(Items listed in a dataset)
· · · · · · ·

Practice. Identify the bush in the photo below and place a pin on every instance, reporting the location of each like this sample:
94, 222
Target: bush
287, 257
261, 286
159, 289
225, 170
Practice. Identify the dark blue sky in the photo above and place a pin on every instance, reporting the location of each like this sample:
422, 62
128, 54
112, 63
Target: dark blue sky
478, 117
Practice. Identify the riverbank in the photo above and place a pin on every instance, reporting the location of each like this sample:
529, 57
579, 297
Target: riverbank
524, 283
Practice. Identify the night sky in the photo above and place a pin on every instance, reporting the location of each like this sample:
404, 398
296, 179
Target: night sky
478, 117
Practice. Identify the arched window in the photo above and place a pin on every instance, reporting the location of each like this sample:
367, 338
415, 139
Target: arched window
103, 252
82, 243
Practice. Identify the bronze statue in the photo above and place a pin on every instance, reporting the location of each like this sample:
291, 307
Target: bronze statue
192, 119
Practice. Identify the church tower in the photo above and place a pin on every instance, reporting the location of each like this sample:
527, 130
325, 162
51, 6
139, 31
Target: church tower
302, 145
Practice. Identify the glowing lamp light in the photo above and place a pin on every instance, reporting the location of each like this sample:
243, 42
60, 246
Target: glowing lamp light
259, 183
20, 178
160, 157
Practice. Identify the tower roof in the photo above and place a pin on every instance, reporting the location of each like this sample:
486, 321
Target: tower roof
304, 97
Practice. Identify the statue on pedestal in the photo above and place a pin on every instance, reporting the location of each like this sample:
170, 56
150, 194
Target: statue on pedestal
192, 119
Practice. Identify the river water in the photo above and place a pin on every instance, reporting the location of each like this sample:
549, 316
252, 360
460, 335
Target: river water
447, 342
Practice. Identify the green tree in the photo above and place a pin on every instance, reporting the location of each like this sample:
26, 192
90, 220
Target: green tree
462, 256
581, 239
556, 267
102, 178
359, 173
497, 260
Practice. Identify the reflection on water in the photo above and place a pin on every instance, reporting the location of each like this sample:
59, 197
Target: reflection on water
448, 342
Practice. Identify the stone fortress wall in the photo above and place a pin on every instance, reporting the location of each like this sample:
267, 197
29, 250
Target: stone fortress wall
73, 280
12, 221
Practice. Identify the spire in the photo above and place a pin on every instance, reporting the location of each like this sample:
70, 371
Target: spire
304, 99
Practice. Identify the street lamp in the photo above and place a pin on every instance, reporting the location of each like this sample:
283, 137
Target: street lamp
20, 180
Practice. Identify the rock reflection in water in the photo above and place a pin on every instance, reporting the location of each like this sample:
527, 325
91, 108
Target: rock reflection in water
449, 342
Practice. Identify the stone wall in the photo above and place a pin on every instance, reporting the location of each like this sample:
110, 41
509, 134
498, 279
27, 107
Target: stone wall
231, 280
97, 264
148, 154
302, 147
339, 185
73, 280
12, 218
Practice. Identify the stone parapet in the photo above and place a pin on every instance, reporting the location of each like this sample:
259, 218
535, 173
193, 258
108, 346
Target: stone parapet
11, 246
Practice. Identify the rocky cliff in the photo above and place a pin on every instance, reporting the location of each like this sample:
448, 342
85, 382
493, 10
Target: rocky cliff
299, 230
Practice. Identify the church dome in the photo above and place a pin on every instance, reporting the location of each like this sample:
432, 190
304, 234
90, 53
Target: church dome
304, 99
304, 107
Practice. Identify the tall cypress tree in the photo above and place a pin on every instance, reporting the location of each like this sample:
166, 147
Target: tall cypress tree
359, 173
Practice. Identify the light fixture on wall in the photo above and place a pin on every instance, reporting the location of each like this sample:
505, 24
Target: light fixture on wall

· · · · · · ·

| Written problem |
Output the records above in their entirety, exactly.

| Exercise answer |
Practice. Identify the bush in the photo below and place a pin on every instance, reporting the location of each like this sample:
94, 222
Target: bush
287, 257
261, 286
159, 289
225, 170
Practice. Identify the dark blue sky in the photo above and place a pin on every instance, reporting the location of each like this sample:
422, 62
128, 54
112, 63
Target: dark blue sky
478, 117
Practice. Identify the riverbank in the photo above and place a pin on every instance, reporting the location of each like this sample:
529, 57
579, 297
Target: riverbank
524, 283
Practice. Identify the night sky in the photo above and place a pin on every instance, reporting the location of each like this sample:
404, 398
296, 179
Target: night sky
478, 117
Practice. Identify the arched window in the photo above and place a pin on every instance, reporting the location of each like this sample:
367, 338
415, 139
Target: arched window
103, 252
82, 243
Practice. Identify the bronze statue in the photo above and place a pin on every instance, reporting the location of each like this sample:
291, 307
Target: bronze statue
192, 119
Practice. Identify the church tower in the photo above and place a pin on every instance, reporting the location of each like this sample:
527, 130
325, 162
51, 6
139, 31
Target: church tower
302, 145
Practice. Identify the glowing lamp light in the photo above and place a pin on every instance, reporting the location of each like this sample:
243, 42
60, 246
Target: glowing lamp light
259, 183
20, 178
160, 157
Practice. Identify the tower roof in the photo above and place a pin on every instance, reporting the location of each like this sample:
486, 321
Target: tower roof
304, 97
Practice. Identify the statue on pedestal in the photo above and place a pin on every instance, reporting the location of each like this sample:
170, 56
150, 194
Target: statue on pedestal
192, 119
Practice. Identify the river water in the photo above and place a pin on every instance, reporting the location of each like this sample:
549, 316
252, 360
460, 335
Target: river water
447, 342
Practice. Identify the green tree in the photo above and place a pin on every instance, reporting the location of each like this sample:
26, 192
90, 220
Target: green tree
462, 256
581, 239
556, 267
102, 178
359, 173
497, 260
Practice. Identify the reflection on water in the photo above and place a pin on every instance, reporting the location of each like this sample:
59, 197
Target: reflection on water
448, 342
Practice. Identify the stone fortress wall in the photo above and place a pin on every instance, reporting the location of each like this sample:
267, 197
29, 250
Target: stone fortress wall
73, 280
12, 221
Practice. Identify the spire in the photo above and place a pin on every instance, reporting the location of each like this sample:
70, 371
Target: spire
304, 99
Practice. Identify the street lamp in the photo above and place a pin on every instance, reporting the location of each like this sample:
283, 137
Target: street lamp
20, 180
Practice. Identify the rock reflection in water in the photo above and place a pin on every instance, reporting the location of each like this sample:
527, 325
91, 108
Target: rock reflection in water
449, 342
Practice. Identify the stone wall in the photo above and place a pin on every instance, reporting the location of each like this sample:
110, 41
509, 134
498, 279
27, 107
Target: stone wall
231, 280
97, 264
148, 154
302, 147
339, 185
73, 280
12, 218
Practice. Identify the stone parapet in the photo above and place a pin on every instance, reporting the location of each like this sample:
259, 218
535, 173
193, 258
108, 346
Target: stone parapet
11, 246
Practice. Identify the rocky cliff in the photo above and place a pin on every instance, reporting the location of each like this sample:
448, 342
85, 382
493, 10
Target: rocky cliff
299, 230
Practice. Identify the church dome in the photo above and place a pin on every instance, reporting the location of each like this sample:
432, 190
304, 234
90, 53
Target: church dome
304, 99
304, 107
Practice. Identify the tall cypress tree in the photo above and place a pin on every instance, reporting the location of each like this sample:
166, 147
Target: tall cypress tree
359, 173
Practice. Identify the light fixture on wall in the photo above and place a pin on every instance, reporting the location of each like this sample:
505, 24
Target: light fixture on wall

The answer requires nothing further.